• 摘录:
"""

我有 100 个网站的列表,我想对这些网站进行 ping 操作以查看它们是否在线。我想在名为“状态”的新字段中记录每条记录返回的状态。我已将它们存储在数据框中,并希望使用 apply 函数来并行化练习,利用笔记本电脑上多达 8 个内核的优势。目前大约需要 3 分 30 秒,我天真地希望能将其缩短到 30 秒以内。我尝试过更快但没有成功。我更喜欢某种应用函数,但愿意使用多处理/多线程模块。我不是程序员,所以这确实是我目前能力的极限。 感谢任何想法/建议
import pandas as pd
import requests
from urllib.parse import urlparse
import urllib3
import swifter
#Load data to dataframe
#List of sites
siteList=[['1','https://www.facebook.com'],[2,'https://www.instagram.com'], [3,'https://www.mail.com'],[4,'https://www.thegrumpyscarecrow.com/']]
df = pd.DataFrame(siteList, columns=['id','site'])
#functions
def getStatusCode(url):
try:
r = requests.head(url, verify=False, timeout=5)
return (r.status_code)
except:
return -1
#Run the script
df['status'] = df.swifter.allow_dask_on_strings(enable=True).apply(lambda x: getStatusCode(x['site']), axis=1, result_type='expand')

"""

(已保存条目)
"""

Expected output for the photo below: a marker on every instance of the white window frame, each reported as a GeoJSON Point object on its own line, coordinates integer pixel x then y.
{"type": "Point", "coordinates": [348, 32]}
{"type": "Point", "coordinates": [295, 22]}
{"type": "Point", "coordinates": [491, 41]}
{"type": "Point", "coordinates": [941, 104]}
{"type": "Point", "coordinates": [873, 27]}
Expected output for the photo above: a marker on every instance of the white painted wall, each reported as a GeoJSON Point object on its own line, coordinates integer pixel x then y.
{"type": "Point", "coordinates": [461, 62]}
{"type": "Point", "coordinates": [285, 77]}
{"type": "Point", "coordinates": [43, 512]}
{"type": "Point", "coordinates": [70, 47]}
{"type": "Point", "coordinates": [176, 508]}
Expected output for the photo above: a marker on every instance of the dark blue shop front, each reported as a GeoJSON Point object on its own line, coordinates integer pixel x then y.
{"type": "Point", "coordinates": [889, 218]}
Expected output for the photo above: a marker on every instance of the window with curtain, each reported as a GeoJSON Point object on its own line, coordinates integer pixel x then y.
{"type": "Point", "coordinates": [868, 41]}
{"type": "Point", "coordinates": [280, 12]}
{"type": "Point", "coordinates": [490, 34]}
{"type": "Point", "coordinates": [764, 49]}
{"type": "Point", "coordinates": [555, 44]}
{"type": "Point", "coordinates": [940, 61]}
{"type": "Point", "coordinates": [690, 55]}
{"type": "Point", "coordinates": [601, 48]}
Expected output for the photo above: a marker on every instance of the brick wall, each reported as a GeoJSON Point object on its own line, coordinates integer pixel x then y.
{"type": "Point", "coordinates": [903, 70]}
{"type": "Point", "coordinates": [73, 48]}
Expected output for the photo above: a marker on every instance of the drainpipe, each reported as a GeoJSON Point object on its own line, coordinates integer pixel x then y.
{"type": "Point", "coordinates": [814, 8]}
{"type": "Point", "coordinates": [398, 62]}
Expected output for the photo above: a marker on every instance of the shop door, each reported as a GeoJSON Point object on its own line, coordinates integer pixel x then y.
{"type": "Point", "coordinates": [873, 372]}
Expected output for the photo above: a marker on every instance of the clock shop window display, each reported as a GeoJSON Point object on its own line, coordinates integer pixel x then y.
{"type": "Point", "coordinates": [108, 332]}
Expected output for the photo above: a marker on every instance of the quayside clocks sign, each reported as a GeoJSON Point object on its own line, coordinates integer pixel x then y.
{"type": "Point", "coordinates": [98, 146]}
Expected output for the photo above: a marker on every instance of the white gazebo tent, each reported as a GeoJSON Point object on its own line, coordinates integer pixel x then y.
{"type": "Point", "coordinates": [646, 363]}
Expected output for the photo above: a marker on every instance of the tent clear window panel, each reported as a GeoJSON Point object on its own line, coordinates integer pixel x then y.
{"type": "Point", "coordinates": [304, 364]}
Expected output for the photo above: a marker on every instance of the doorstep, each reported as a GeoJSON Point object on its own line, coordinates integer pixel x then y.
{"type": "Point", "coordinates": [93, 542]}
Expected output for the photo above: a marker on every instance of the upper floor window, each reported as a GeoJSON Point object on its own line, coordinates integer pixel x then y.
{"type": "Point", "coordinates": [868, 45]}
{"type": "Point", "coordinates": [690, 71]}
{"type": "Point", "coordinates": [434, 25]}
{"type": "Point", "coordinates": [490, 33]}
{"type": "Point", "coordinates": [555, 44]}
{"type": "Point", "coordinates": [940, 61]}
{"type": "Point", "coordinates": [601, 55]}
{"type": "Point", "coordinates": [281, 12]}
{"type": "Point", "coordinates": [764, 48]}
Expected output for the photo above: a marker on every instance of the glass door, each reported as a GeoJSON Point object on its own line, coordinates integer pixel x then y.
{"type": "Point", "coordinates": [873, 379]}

"""

• 任务要求:
(a) 照录网站状态检测帖子中“我有 100 个网站的列表,我想对这些网站进行”与“df = pd.DataFrame(siteList, columns=['id','site'])”之间的文字,首尾两处都包括在内。
(b) 从网站状态检测帖子最后一句之后接着往下续写。

• 逐项输出:
(a)
我有 100 个网站的列表,我想对这些网站进行 ping 操作以查看它们是否在线。我想在名为“状态”的新字段中记录每条记录返回的状态。我已将它们存储在数据框中,并希望使用 apply 函数来并行化练习,利用笔记本电脑上多达 8 个内核的优势。目前大约需要 3 分 30 秒,我天真地希望能将其缩短到 30 秒以内。我尝试过更快但没有成功。我更喜欢某种应用函数,但愿意使用多处理/多线程模块。我不是程序员,所以这确实是我目前能力的极限。 感谢任何想法/建议
import pandas as pd
import requests
from urllib.parse import urlparse
import urllib3
import swifter
#Load data to dataframe
#List of sites
siteList=[['1','https://www.facebook.com'],[2,'https://www.instagram.com'], [3,'https://www.mail.com'],[4,'https://www.thegrumpyscarecrow.com/']]
df = pd.DataFrame(siteList, columns=['id','site'])

(b)
代替
swifter
,您可以使用 ThreadPoolExecutor
:
from concurrent.futures import ThreadPoolExecutor
from requests.exceptions import ConnectionError
requests.urllib3.disable_warnings()
def getStatusCode(url):
try:
r = requests.head(url, verify=False, timeout=5)
status = r.status_code
except ConnectionError:
status = -1
return status
with ThreadPoolExecutor() as executor:
status = executor.map(getStatusCode, df['site'])
df['status'] = list(status)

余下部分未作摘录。